- [Work instruction]
Without any pictures, the records below should be reproduced exactly.
----------------------------------------
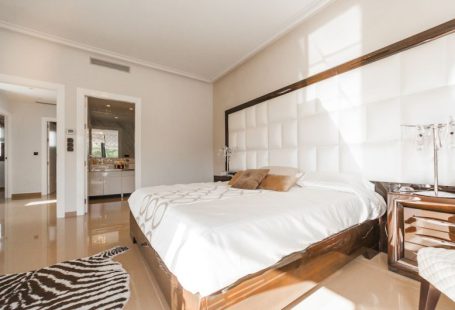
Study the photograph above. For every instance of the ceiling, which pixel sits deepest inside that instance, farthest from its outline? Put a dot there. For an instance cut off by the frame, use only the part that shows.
(202, 39)
(37, 94)
(102, 111)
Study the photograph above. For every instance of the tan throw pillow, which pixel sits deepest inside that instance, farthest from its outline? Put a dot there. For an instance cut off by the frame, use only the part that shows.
(250, 179)
(235, 177)
(279, 183)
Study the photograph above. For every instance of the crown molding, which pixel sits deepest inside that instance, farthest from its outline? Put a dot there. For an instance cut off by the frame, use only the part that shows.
----------------------------------------
- [Task result]
Study the photograph above. For every instance of the ceiling, which pixel sits deepest inside that instance, farthest from its outline? Put a dot there. For an instance cut off by the frame, use only the part that shows.
(202, 39)
(37, 94)
(102, 111)
Study the photograph above. For every instance of the tan throw pillow, which pixel sits deepest inside that instance, farthest from its outline? Put a dot there. For an instance cut off by the frame, use only the part that shows.
(250, 179)
(235, 177)
(279, 183)
Study the photograph above. For every instance of the crown molding, which pixel sits deepest inside that instance, farthest from its outline? Put a dot there. For an instance cut off by the frame, use only the part that shows.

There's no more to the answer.